[Source excerpt]
• • •
Heartwarming Stories of 2019 Show The Good In The Legal Profession
We reviewed all our headlines of the year to come up with this list of articles that warmed our hearts. We hope they'll bring you a smile in the final days of the decade.
December 30, 2019 at 02:15 PM
6 minute read
Stories of lawsuits, lawyers being arrested, and judges being sanctioned are clearly newsworthy, but not all of legal news reporting has to be about doom and gloom.
Texas Lawyer in 2019 also reported the stories of Texas law firms and attorneys who are taking positive action to make the world a better place.
We reviewed all our headlines of the year to come up with this list of articles that warmed our hearts. We hope they'll bring you a smile in the final days of the decade.
In February, Texas Lawyer featured the story of Chasity Henry, who founded The NEW Roundtable, a group with the mission of empowering African American women lawyers, enhancing their careers and influencing the wider legal profession. In the five years since it was founded in 2014, The NEW Roundtable has grown from 25 to 90 members and become a shining symbol of how networking, mentorship and career development opportunities can launch women-of-color attorneys' careers into the stratosphere.
"Formal networks aren't in place, oftentimes, for African American women," said Henry, assistant general counsel of corporate affairs and legal strategy at the Irving, Texas-based $18 billion company with brands like Kleenex, Huggies and Kotex. "So we created our own."
Another Happy Day for Lawyers, Clients in 'Actual Innocence' Case
Many attorneys enter the practice of law with a dream of helping others, and that dream has come true for lawyers who help wrongfully convicted people win their freedom. Criminal defense attorneys Nina Morrison and Gary Udashen, collectively, have successfully fought to prove that 47 people were wrongfully convicted. In May, Texas Lawyer reported on the actual innocence hearings of two of the attorneys' clients.
"Nothing in my career is as satisfying as this type of work, where you are able to help get someone exonerated for something they did not do and for which they have spent years in prison," said Udashen, board president of the Innocence Project of Texas.
Leslie Thorne and Emily Westridge Black Named Texas Lawyer's 2019 Co-Attorneys of the Year
In September, Texas Lawyer honored Haynes and Boone partners Leslie Thorne and Emily Westridge as Co-Attorneys of the Year for the unusual legal strategy they devised to persuade a Texas federal judge to issue an order delaying a Honduran woman's deportation.
That strategy, and the resulting July 2018 order, has changed the fate of multiple asylum seekers. It's a good example how pro bono work from talented Big Law attorneys can do good for people on a large scale.
For a long time, low- and middle-income Texans have represented themselves in court because they simply can't afford attorneys. But now there's evidence lawyers have a desire to fill the so-called "Justice Gap."
Because it saw demand from attorneys across Texas, the Texas Opportunity and Justice Incubator, a program of the State Bar of Texas that trains attorneys to make a living representing underserved populations, announced in October it plans to go virtual and open its program to lawyers across the Lone Star State.
Texas Supreme Court to Ponder Parental-Leave Continuance Rule
The legal profession has long had a problem holding on to women attorneys. State Bar of Texas President Randy Sorrels this year made progress on one proposal meant to keep female lawyers in the practice. He proposed a new court rule that would allow male or female lawyers expecting a baby or adopting one to get an automatic trial continuance if they were the lead attorney on the case.
• • •
[Dataset excerpts]
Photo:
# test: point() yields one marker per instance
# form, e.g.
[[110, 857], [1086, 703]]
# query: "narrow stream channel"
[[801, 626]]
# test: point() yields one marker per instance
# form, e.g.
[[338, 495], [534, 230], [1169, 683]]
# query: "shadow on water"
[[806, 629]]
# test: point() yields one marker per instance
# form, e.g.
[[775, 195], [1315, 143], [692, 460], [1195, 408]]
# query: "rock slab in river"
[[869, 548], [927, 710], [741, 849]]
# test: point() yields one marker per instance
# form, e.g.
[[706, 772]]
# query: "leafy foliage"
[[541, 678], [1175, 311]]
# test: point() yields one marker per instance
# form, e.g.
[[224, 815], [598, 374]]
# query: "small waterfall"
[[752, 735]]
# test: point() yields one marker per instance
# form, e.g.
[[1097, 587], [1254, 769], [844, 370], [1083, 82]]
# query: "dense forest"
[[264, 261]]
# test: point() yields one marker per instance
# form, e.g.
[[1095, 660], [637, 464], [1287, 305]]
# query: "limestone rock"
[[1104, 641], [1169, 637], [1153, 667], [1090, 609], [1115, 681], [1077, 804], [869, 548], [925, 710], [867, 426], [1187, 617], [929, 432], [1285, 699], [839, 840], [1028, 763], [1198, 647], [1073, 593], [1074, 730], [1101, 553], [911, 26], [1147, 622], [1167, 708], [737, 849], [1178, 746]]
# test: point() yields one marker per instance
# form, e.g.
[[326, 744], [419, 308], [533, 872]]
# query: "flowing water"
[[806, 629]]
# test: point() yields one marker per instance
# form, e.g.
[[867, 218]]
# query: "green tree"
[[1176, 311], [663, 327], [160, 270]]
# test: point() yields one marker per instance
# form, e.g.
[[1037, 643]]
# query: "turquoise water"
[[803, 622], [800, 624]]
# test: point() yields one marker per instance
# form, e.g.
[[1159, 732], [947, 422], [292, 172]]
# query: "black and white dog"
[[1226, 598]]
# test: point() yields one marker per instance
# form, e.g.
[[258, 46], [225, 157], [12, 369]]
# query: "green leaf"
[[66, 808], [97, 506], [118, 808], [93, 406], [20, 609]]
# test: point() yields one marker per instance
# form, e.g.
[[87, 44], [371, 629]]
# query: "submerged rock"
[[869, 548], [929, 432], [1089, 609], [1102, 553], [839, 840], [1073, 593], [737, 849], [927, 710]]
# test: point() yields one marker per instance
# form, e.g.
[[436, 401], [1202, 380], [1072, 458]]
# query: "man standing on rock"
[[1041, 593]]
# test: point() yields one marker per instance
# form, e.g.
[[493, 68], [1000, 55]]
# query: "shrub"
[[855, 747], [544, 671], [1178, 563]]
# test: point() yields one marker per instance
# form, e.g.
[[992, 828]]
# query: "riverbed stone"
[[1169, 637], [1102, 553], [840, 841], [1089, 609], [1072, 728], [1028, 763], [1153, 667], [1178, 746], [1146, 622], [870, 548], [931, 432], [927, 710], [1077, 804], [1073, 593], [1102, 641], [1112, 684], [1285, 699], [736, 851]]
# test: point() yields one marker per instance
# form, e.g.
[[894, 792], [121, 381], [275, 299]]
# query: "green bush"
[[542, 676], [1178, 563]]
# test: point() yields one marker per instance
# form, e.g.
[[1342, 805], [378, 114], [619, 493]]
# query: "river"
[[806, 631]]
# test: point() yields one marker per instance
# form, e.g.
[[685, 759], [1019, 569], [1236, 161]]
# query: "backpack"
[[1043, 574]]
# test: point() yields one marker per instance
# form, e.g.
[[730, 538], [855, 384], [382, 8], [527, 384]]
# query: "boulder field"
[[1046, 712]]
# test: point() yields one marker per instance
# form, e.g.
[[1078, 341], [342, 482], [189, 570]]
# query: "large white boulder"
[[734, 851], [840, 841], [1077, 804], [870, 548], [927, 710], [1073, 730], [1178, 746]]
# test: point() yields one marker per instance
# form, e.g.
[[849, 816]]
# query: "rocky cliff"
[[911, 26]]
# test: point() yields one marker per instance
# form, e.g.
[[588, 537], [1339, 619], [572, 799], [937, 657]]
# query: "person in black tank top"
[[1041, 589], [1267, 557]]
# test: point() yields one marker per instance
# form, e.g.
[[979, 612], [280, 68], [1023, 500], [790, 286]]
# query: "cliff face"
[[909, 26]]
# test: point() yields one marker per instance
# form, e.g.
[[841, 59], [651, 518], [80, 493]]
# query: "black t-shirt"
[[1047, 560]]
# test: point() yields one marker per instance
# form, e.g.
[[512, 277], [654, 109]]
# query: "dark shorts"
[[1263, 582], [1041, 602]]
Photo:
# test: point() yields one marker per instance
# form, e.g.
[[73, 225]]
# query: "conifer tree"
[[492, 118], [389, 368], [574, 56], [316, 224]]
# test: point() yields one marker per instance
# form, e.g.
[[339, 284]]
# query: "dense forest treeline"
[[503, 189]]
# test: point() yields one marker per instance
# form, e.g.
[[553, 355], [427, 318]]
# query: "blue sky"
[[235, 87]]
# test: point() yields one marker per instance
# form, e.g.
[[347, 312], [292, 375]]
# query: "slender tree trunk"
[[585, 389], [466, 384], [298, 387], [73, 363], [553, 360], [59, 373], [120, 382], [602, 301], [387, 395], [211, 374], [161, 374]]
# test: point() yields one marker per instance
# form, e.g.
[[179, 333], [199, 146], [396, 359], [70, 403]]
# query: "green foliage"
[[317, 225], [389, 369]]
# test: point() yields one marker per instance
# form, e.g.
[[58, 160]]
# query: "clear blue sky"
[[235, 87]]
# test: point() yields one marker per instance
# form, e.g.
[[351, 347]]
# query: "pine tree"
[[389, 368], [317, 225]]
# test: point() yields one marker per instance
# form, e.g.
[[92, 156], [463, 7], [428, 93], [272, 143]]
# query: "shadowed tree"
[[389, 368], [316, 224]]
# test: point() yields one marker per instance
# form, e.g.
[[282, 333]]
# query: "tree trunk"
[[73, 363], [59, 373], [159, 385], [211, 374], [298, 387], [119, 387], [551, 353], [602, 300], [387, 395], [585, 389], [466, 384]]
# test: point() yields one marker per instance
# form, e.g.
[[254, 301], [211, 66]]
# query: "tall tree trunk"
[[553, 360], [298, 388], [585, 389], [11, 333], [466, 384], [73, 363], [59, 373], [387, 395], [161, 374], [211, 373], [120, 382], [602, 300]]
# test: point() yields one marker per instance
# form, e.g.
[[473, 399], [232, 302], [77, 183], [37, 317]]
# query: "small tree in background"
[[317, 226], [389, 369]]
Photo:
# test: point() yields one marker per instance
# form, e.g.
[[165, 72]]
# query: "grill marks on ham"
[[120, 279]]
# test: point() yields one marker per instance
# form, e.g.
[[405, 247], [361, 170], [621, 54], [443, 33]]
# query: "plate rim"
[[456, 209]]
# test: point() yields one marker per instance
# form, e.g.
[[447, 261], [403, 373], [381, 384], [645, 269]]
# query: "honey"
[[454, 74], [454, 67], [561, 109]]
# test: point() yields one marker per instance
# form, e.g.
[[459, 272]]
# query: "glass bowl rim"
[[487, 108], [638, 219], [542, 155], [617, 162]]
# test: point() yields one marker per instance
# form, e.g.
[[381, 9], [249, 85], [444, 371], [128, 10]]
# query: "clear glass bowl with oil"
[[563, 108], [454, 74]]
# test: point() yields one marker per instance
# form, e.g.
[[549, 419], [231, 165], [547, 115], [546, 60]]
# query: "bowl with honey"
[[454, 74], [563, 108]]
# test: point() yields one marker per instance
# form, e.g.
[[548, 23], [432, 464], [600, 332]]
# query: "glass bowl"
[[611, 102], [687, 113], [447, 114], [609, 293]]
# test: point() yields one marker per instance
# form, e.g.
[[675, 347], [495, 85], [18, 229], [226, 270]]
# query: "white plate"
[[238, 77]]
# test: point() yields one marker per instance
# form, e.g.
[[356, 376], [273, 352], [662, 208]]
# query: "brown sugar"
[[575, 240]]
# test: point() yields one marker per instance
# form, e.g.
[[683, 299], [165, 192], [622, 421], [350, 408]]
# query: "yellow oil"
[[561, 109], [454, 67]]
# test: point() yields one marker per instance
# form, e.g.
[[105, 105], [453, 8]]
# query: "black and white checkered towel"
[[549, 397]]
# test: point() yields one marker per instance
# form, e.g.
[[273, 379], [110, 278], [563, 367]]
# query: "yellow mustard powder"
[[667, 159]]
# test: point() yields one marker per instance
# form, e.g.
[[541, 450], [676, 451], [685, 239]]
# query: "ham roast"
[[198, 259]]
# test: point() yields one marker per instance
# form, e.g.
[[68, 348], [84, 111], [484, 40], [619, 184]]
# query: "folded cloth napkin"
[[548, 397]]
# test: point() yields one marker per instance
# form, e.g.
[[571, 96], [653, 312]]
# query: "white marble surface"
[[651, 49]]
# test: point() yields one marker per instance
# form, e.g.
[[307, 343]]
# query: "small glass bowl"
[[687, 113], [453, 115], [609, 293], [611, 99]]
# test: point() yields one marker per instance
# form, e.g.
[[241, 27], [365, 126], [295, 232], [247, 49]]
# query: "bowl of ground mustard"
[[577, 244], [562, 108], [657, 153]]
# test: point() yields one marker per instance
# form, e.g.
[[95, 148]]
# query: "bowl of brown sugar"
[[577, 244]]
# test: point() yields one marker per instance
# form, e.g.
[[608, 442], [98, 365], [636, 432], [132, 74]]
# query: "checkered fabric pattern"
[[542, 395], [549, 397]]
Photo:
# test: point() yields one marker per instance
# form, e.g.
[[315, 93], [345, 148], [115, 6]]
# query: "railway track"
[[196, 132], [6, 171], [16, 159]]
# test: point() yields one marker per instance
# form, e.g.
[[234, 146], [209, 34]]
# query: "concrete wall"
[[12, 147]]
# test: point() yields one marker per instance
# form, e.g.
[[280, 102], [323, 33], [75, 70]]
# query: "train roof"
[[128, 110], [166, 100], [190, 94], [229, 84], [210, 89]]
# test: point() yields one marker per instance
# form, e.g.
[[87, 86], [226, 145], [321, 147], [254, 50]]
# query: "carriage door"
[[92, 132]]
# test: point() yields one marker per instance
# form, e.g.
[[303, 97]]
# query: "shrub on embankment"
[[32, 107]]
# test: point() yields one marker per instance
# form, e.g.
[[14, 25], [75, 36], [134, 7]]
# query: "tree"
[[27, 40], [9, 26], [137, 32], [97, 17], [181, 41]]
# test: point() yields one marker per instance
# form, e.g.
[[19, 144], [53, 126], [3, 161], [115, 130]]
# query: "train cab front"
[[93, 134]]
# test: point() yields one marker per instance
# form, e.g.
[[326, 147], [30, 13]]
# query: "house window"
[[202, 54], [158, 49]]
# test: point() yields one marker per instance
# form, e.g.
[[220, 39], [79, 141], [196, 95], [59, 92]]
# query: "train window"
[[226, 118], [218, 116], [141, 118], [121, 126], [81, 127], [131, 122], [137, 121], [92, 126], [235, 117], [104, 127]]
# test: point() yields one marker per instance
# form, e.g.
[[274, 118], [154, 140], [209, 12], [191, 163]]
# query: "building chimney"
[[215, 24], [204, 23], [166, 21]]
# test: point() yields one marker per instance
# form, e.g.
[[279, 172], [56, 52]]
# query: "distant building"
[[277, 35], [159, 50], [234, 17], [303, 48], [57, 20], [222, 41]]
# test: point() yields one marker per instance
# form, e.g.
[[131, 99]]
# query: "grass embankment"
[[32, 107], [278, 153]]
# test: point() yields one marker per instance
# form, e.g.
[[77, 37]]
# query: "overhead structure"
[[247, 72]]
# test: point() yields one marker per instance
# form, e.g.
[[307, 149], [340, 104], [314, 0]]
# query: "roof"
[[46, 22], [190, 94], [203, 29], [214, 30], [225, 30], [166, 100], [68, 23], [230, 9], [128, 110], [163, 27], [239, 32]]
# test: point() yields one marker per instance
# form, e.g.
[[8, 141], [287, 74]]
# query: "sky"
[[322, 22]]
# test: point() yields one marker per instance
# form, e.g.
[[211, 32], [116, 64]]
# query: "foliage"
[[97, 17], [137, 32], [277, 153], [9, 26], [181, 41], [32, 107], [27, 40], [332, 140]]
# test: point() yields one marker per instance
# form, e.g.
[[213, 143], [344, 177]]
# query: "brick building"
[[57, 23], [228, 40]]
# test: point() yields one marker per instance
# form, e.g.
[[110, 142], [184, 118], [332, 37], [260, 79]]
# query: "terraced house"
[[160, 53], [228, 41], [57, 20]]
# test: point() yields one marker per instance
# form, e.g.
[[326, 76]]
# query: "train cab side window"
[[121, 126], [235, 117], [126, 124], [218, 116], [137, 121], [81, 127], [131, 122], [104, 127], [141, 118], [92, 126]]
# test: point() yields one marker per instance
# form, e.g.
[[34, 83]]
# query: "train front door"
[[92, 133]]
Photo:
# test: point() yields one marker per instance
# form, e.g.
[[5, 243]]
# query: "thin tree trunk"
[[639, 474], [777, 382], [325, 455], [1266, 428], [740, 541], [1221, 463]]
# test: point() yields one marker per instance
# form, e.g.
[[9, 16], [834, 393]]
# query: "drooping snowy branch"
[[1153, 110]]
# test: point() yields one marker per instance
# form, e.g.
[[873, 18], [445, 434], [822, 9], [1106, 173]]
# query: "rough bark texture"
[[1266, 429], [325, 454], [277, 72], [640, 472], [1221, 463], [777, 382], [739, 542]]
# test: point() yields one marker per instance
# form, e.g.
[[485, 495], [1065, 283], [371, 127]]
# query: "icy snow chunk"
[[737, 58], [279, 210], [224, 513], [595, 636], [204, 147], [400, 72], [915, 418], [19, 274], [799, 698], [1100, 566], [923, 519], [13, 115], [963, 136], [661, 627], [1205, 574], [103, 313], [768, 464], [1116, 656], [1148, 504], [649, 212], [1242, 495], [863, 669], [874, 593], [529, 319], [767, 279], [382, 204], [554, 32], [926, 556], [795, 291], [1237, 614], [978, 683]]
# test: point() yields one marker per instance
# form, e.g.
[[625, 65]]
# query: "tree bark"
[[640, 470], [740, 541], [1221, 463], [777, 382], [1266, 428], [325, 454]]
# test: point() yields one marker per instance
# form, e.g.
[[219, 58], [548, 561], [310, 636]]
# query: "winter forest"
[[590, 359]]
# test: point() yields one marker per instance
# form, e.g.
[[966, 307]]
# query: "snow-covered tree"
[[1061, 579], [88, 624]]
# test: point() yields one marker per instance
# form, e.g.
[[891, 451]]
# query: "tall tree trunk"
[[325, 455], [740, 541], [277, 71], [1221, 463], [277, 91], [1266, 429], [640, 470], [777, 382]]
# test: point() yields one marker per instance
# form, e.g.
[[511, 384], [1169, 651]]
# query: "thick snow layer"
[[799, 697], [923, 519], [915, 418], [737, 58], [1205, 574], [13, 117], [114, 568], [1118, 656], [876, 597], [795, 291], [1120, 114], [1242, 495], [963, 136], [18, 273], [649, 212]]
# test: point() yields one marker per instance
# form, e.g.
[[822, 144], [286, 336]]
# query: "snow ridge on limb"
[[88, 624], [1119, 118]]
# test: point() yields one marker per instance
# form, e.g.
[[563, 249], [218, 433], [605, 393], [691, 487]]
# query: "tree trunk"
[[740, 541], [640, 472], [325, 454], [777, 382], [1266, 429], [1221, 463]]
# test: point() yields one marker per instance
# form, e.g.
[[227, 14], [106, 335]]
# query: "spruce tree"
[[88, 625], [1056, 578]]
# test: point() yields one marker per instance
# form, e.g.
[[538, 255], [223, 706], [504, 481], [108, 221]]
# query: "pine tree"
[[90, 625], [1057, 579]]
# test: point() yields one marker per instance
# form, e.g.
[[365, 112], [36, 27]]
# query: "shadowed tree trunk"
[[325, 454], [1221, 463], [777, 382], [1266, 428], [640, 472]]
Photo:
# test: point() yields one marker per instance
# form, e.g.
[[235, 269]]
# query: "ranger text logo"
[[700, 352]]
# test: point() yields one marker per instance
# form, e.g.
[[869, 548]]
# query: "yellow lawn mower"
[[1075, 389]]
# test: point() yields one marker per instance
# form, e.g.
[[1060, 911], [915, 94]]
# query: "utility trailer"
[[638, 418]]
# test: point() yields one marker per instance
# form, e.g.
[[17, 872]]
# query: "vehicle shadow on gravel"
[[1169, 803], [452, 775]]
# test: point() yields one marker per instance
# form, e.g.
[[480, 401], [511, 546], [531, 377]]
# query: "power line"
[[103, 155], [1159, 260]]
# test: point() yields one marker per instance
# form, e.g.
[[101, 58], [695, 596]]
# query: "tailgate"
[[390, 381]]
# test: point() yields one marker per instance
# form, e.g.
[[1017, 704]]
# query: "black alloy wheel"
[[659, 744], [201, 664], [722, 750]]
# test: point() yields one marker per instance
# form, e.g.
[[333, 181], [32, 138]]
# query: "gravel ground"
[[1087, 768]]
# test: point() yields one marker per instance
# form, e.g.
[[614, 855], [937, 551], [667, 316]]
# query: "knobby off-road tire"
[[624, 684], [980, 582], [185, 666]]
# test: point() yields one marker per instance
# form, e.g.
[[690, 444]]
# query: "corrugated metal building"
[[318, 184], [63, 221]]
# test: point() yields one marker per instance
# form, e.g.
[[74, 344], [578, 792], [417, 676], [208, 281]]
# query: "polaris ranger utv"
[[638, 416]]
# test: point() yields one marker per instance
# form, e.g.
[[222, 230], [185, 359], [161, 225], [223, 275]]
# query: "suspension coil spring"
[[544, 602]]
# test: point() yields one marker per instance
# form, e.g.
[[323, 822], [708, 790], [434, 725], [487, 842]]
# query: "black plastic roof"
• • •
[Task list]
A - According to the Texas Lawyer roundup, how many members did The NEW Roundtable have after its first five years?
B - Write out word for word the stretch of the Texas Lawyer roundup from "That strategy, and" through "Lone Star State.".

[Results in order]
A - 90 members, up from 25.

B -
That strategy, and the resulting July 2018 order, has changed the fate of multiple asylum seekers. It's a good example how pro bono work from talented Big Law attorneys can do good for people on a large scale.
For a long time, low- and middle-income Texans have represented themselves in court because they simply can't afford attorneys. But now there's evidence lawyers have a desire to fill the so-called "Justice Gap."
Because it saw demand from attorneys across Texas, the Texas Opportunity and Justice Incubator, a program of the State Bar of Texas that trains attorneys to make a living representing underserved populations, announced in October it plans to go virtual and open its program to lawyers across the Lone Star State.